◆ EXERCISE TEXT:
/---

SO i came in this morning to see Henry around 9:45 when I got here they told me I couldn't come in to the NICU (AGAIN!) because they were doing a procedure. I said I'd come back in a bit because I was going to the NICU parents meeting from 10-11. I went to the meeting it was great. It was good to see kids who have been in Henry's position doing so well now. It was also hard because it made everything seem real. I've been going through all this thinking atleast he doesn't have cancer or something else, at least he is going to be ok. I haven't really been allowing myself to think that this is HELL and it's not fair to be going through this. Which I guess is all good, but i guess it's good to also validate that it sucks and it's ok to be upset..and no it's not fair he got so sick.
So after the meeting I went back to the NICU and as soon as I walked in the Dr came right over. She told me the reason they couldn't let me in was because Henry has stopped breathing and they were trying to revive him. They said he started gagging and puked up all his food and at some point he just stopped breathing and turned blue. They had to "bag" him for 2 minutes before he started breathing again. They don't know if there will be any repercussions from it...but as the day went on he was fine. I held him for a long time and he was absolutely fine. I'm spent. Seriously spent.

\---

Image point grounding data:

/---

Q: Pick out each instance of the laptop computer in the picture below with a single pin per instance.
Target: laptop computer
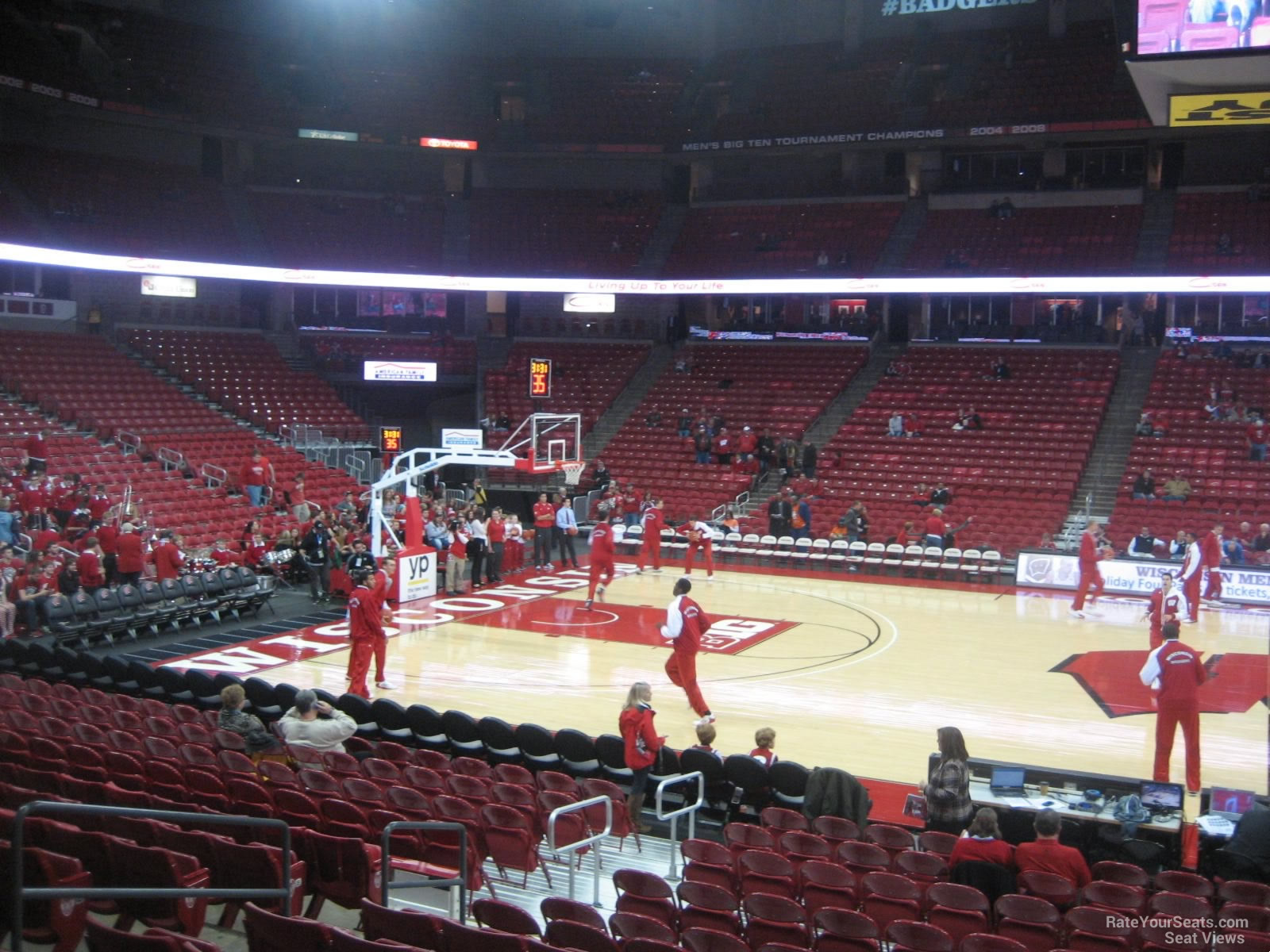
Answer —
(1230, 804)
(1007, 781)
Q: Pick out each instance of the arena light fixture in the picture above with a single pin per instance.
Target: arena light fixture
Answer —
(1003, 285)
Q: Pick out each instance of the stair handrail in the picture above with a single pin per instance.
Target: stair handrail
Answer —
(171, 459)
(215, 476)
(21, 892)
(690, 809)
(595, 838)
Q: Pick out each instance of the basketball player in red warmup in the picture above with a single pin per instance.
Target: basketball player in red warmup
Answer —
(365, 628)
(1168, 605)
(1191, 573)
(1210, 546)
(685, 625)
(1091, 577)
(544, 520)
(700, 536)
(601, 562)
(381, 589)
(652, 545)
(1176, 672)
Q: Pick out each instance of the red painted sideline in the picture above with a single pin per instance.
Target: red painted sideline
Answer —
(841, 575)
(888, 799)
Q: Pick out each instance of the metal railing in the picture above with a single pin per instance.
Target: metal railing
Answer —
(214, 476)
(22, 892)
(673, 816)
(171, 459)
(571, 848)
(387, 882)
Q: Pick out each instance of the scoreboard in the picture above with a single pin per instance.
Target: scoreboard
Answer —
(540, 378)
(391, 440)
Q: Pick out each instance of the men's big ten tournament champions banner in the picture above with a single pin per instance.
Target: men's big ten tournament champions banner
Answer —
(417, 574)
(456, 438)
(1134, 577)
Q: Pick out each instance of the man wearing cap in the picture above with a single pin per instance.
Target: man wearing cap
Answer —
(130, 562)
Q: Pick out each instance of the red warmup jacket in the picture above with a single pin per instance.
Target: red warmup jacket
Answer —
(90, 570)
(108, 537)
(1210, 549)
(641, 742)
(168, 562)
(130, 554)
(1090, 555)
(694, 624)
(602, 543)
(1180, 673)
(365, 620)
(653, 524)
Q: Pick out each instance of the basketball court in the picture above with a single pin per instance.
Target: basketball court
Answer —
(851, 670)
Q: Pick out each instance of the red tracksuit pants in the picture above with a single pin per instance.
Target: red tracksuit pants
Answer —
(681, 668)
(1191, 588)
(651, 550)
(600, 571)
(708, 551)
(1091, 585)
(360, 664)
(1166, 727)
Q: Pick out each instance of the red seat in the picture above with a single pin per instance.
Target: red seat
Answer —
(761, 871)
(565, 933)
(505, 917)
(1091, 930)
(559, 908)
(341, 869)
(270, 932)
(887, 898)
(708, 907)
(1029, 920)
(986, 942)
(826, 885)
(645, 894)
(158, 867)
(845, 931)
(906, 936)
(698, 939)
(774, 919)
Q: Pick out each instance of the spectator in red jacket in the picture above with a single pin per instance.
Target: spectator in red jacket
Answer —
(1210, 547)
(983, 843)
(1048, 854)
(167, 558)
(90, 565)
(643, 743)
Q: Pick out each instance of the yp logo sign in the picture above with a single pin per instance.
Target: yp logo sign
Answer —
(1221, 109)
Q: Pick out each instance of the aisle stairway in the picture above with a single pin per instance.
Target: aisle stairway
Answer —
(1095, 494)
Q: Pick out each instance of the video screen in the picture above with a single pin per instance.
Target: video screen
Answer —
(1200, 25)
(1161, 797)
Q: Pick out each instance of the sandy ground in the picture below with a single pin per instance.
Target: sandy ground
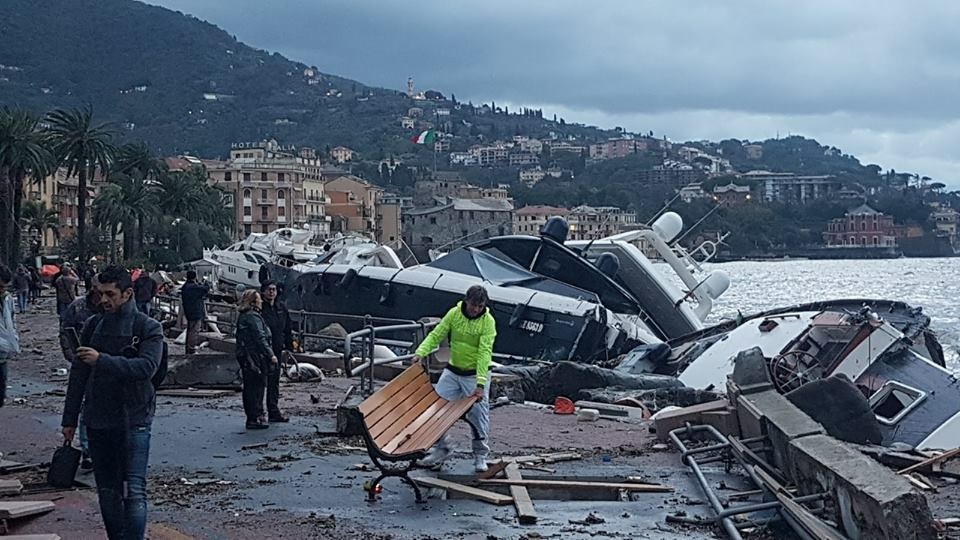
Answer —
(305, 483)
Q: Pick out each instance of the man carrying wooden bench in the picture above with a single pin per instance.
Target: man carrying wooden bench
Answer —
(472, 331)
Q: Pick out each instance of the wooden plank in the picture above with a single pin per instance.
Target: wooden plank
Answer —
(18, 509)
(194, 392)
(10, 487)
(651, 488)
(935, 459)
(418, 384)
(410, 431)
(526, 514)
(442, 422)
(382, 395)
(396, 409)
(477, 493)
(413, 412)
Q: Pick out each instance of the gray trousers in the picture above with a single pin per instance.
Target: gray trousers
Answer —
(453, 387)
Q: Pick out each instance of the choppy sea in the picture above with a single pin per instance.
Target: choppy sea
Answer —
(933, 284)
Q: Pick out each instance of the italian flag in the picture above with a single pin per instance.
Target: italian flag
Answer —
(426, 137)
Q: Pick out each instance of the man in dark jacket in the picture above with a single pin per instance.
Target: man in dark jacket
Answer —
(144, 289)
(120, 352)
(192, 295)
(277, 317)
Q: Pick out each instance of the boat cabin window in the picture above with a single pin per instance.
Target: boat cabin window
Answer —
(894, 400)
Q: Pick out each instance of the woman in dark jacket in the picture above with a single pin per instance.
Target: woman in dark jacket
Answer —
(255, 356)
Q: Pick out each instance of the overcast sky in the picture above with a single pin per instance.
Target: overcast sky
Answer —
(878, 78)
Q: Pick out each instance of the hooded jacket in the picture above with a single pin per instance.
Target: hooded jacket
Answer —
(116, 392)
(471, 341)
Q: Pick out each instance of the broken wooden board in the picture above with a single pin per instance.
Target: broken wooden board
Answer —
(18, 509)
(194, 392)
(476, 493)
(10, 487)
(526, 514)
(566, 484)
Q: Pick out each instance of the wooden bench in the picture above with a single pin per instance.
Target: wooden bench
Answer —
(403, 420)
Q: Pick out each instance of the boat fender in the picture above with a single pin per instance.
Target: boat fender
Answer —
(347, 279)
(608, 264)
(385, 294)
(517, 315)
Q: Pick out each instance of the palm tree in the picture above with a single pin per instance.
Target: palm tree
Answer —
(123, 203)
(36, 217)
(81, 147)
(23, 154)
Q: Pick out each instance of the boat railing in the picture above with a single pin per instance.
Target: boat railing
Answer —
(367, 336)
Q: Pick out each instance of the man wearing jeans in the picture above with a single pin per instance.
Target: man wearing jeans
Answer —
(472, 331)
(110, 378)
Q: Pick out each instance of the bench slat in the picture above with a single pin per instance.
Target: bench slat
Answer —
(432, 431)
(402, 414)
(380, 396)
(411, 415)
(415, 386)
(412, 430)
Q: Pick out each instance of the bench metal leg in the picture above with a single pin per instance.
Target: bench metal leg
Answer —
(386, 471)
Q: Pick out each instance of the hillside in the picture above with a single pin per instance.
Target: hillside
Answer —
(184, 85)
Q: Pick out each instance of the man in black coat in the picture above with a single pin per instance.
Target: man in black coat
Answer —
(192, 295)
(277, 317)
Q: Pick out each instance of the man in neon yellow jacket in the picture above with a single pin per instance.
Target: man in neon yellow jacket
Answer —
(472, 331)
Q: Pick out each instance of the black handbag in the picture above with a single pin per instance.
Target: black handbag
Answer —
(63, 466)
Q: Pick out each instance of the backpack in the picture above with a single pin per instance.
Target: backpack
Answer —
(139, 326)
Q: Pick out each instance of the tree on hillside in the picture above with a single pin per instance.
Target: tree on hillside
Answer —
(81, 148)
(23, 155)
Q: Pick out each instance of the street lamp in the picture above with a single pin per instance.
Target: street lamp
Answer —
(176, 223)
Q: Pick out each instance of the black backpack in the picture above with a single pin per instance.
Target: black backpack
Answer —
(139, 326)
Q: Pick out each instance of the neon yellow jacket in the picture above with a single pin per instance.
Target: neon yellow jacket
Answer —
(471, 341)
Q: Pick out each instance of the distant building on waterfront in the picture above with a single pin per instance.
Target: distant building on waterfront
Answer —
(266, 181)
(862, 227)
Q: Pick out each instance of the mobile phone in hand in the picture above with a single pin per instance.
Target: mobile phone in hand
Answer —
(73, 340)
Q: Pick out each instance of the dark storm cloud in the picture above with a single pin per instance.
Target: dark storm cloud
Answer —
(881, 76)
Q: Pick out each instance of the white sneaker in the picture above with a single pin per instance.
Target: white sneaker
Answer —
(435, 457)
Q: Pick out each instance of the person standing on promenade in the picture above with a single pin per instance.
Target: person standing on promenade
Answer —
(9, 339)
(120, 352)
(472, 332)
(192, 295)
(255, 356)
(277, 317)
(66, 287)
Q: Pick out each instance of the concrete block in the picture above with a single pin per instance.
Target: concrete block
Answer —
(667, 421)
(872, 501)
(769, 413)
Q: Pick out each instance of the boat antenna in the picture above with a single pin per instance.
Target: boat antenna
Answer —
(655, 216)
(694, 226)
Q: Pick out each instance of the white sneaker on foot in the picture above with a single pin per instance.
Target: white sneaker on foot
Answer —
(435, 457)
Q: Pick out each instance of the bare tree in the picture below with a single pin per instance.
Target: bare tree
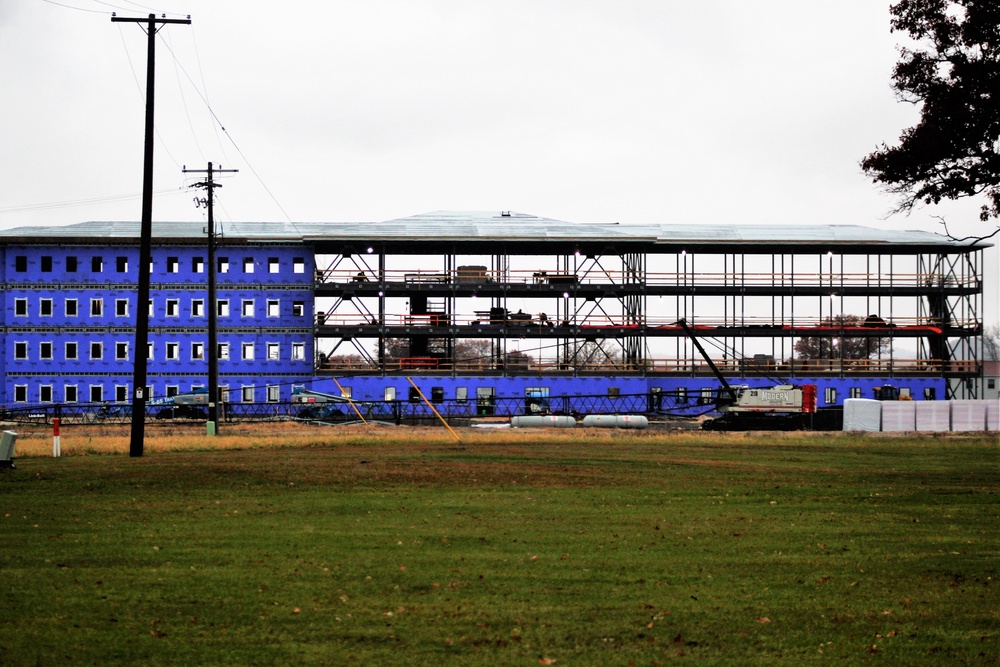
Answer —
(842, 347)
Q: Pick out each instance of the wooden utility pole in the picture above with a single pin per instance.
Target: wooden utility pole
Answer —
(213, 339)
(141, 350)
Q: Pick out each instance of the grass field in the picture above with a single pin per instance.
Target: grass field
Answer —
(402, 546)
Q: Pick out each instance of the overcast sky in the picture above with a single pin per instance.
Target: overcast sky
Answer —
(673, 111)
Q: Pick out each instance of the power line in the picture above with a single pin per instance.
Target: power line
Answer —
(80, 202)
(79, 9)
(222, 127)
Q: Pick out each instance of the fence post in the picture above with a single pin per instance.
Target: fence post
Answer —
(56, 446)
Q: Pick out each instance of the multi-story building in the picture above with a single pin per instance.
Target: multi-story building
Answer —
(69, 307)
(556, 309)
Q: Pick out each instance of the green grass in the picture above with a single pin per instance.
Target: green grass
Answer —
(613, 551)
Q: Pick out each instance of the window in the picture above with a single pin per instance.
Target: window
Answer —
(486, 401)
(706, 397)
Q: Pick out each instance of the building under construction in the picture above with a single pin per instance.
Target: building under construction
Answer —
(474, 307)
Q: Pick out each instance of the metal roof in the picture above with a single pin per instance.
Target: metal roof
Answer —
(493, 226)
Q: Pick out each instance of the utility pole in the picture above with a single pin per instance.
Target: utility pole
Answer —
(141, 350)
(213, 339)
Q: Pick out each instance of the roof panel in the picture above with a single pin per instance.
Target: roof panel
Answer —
(489, 226)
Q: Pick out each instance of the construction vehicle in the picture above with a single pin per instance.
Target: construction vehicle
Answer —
(192, 405)
(782, 407)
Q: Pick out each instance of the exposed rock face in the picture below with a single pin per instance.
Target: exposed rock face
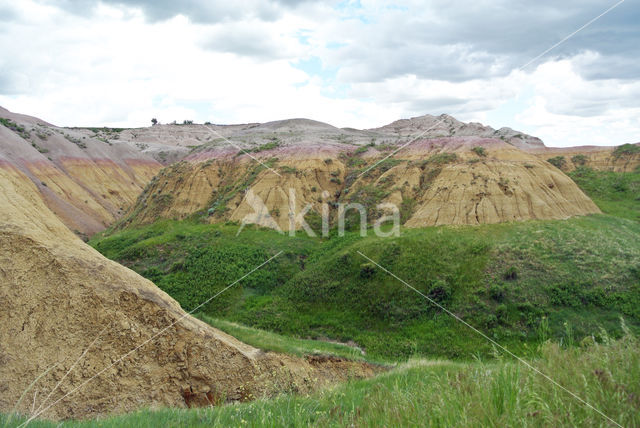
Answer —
(87, 182)
(598, 158)
(433, 181)
(58, 295)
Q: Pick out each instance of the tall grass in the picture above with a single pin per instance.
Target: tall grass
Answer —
(443, 394)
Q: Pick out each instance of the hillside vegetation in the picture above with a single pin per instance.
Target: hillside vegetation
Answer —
(521, 283)
(442, 394)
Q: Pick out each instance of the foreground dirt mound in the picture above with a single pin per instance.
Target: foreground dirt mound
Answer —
(58, 296)
(85, 178)
(435, 181)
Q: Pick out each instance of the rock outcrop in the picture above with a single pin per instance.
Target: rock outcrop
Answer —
(107, 340)
(286, 165)
(87, 180)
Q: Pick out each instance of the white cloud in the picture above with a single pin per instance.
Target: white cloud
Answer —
(115, 66)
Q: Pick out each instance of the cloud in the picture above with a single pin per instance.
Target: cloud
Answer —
(457, 41)
(198, 11)
(359, 64)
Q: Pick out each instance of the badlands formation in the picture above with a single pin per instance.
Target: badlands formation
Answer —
(454, 173)
(59, 298)
(86, 179)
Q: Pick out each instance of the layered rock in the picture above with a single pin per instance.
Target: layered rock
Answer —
(595, 157)
(434, 181)
(106, 340)
(88, 182)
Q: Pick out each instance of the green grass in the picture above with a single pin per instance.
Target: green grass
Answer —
(442, 394)
(284, 344)
(585, 270)
(615, 193)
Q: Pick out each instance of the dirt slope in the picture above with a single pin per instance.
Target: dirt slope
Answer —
(87, 182)
(58, 295)
(468, 179)
(598, 158)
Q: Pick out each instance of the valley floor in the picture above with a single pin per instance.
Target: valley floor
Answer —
(443, 393)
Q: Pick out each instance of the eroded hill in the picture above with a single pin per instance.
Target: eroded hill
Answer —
(87, 180)
(60, 298)
(478, 175)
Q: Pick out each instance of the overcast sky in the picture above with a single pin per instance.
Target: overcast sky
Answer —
(351, 63)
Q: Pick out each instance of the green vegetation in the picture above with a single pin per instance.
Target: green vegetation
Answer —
(480, 151)
(289, 169)
(18, 129)
(558, 161)
(579, 160)
(278, 343)
(615, 193)
(441, 393)
(626, 150)
(584, 271)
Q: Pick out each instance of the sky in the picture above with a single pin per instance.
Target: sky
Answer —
(359, 64)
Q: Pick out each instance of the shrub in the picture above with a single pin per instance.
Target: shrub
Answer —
(557, 161)
(511, 274)
(440, 291)
(497, 292)
(579, 160)
(367, 270)
(626, 150)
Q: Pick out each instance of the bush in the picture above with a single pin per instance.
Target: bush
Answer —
(557, 161)
(511, 274)
(367, 270)
(440, 291)
(579, 160)
(626, 150)
(497, 292)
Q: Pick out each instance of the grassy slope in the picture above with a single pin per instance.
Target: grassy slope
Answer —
(615, 193)
(584, 271)
(441, 393)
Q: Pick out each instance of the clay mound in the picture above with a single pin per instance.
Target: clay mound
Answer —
(595, 157)
(451, 180)
(58, 295)
(88, 182)
(428, 126)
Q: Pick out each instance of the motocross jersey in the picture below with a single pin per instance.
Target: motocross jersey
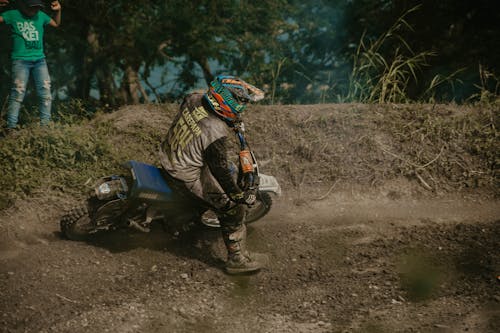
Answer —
(196, 145)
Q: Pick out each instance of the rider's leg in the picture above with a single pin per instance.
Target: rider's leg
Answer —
(231, 217)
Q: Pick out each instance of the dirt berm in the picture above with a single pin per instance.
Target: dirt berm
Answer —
(389, 222)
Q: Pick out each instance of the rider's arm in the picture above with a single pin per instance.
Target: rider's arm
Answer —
(215, 156)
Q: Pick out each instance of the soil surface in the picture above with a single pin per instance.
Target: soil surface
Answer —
(344, 257)
(347, 263)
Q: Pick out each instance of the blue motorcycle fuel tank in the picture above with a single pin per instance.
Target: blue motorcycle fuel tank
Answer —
(149, 184)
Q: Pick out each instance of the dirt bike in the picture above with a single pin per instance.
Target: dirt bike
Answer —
(142, 196)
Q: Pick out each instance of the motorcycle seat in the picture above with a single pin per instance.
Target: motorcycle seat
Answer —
(149, 183)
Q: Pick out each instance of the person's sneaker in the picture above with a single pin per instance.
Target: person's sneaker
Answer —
(240, 264)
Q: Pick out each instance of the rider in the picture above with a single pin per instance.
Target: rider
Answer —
(194, 154)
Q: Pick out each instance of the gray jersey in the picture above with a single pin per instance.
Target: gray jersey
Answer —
(192, 131)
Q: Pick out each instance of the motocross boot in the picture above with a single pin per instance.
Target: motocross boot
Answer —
(240, 261)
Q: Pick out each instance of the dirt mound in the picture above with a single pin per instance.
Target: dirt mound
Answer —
(389, 223)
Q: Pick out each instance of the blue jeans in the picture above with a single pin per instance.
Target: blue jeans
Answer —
(21, 70)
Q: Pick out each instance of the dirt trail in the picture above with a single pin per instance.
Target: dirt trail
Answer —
(348, 263)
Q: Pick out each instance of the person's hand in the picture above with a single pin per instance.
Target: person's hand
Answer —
(54, 5)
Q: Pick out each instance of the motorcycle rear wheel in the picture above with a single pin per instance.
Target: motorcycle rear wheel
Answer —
(76, 224)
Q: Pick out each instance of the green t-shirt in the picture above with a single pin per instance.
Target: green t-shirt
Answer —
(27, 34)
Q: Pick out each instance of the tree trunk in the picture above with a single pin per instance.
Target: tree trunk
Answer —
(205, 66)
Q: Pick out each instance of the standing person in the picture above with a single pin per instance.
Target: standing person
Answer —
(27, 25)
(194, 155)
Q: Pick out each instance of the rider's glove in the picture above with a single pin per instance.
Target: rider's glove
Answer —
(247, 197)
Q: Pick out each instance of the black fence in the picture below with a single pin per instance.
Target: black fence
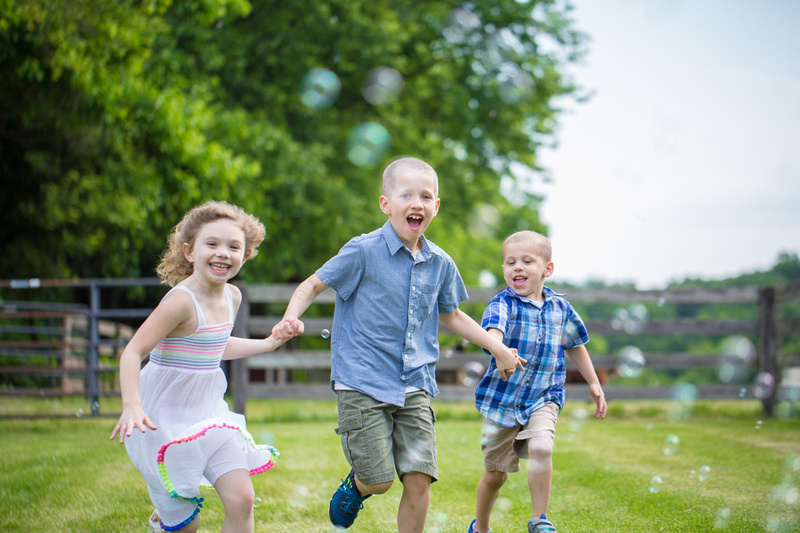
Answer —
(52, 346)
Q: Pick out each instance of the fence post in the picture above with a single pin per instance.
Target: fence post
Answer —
(94, 341)
(238, 367)
(767, 347)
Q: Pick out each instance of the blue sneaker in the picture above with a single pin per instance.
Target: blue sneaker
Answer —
(471, 528)
(541, 525)
(346, 503)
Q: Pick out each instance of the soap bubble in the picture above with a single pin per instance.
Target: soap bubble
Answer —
(320, 88)
(671, 445)
(632, 319)
(631, 362)
(482, 221)
(684, 393)
(472, 373)
(462, 24)
(723, 518)
(764, 385)
(515, 86)
(300, 496)
(383, 86)
(486, 280)
(367, 144)
(655, 484)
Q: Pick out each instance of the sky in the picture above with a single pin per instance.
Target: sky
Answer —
(685, 162)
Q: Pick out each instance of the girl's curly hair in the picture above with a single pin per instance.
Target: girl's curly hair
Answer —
(174, 267)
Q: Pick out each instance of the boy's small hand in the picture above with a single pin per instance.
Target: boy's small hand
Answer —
(507, 366)
(599, 399)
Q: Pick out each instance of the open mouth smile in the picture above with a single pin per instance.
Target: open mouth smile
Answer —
(414, 221)
(219, 267)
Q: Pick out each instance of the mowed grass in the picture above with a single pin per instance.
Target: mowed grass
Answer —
(63, 474)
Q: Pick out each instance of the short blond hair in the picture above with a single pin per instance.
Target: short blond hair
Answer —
(536, 240)
(174, 267)
(406, 164)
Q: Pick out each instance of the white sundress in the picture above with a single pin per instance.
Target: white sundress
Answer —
(182, 390)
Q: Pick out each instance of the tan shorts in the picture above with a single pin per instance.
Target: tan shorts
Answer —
(503, 447)
(379, 439)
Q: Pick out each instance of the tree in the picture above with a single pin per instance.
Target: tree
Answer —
(119, 116)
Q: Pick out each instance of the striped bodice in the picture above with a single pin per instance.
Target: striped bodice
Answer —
(201, 350)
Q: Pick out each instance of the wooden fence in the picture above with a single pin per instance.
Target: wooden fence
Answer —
(77, 345)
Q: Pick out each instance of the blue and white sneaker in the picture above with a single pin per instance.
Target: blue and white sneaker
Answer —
(346, 503)
(471, 528)
(541, 525)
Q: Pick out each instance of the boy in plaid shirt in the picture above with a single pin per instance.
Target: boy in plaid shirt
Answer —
(520, 414)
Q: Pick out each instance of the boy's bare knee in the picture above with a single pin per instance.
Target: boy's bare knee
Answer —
(495, 478)
(540, 449)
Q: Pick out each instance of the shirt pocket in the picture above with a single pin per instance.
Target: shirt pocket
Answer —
(428, 298)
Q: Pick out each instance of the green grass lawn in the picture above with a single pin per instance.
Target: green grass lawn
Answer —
(64, 475)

\---

◆ ACTIVITY LIST:
1/ According to the NICU post, what did the staff say happened to Henry before they had to bag him? List each event.
2/ Answer these questions from the NICU post:
(a) Around what time did the writer arrive to see Henry that morning?
(b) During what hours did the NICU parents meeting run?
(c) For how long did staff have to "bag" Henry before he started breathing again?
3/ Continue the NICU post after its last sentence.

◆ OUTPUTS BY TASK:
1/
- He started gagging.
- He puked up all his food.
- He stopped breathing.
- He turned blue.

2/
(a) Around 9:45.
(b) From 10 to 11.
(c) For 2 minutes.

3/
When he was first born and it was all crazy and he was so sick it was easier to deal with things because we were in the "crazy mode" every day was something and you just dealt with it. Now he is supposed to be on the up swing, we're not supposed to be worried every day...everything is supposed to be fine now. Or so we thought. He is fine now, sleeping very nicely.
Jamie and I have been here all day now. We just went to dinner and then got ice cream while the nurses did their shift change. If i ring that bell again and they won't let us in I might lose it...
2 comments:
I'm so sorry! It does suck to have to go through what you and your family are. I'm sure it is a complete emotional roller coaster. It's really good that you got to go to the parents meeting. You need all the support that you can get right now. I hope Henry has a better day tomorrow and gets lots of sleep tonight.
Oh I am so sorry. That is just horrible. I know you were terrified. Sending prayers for Henry.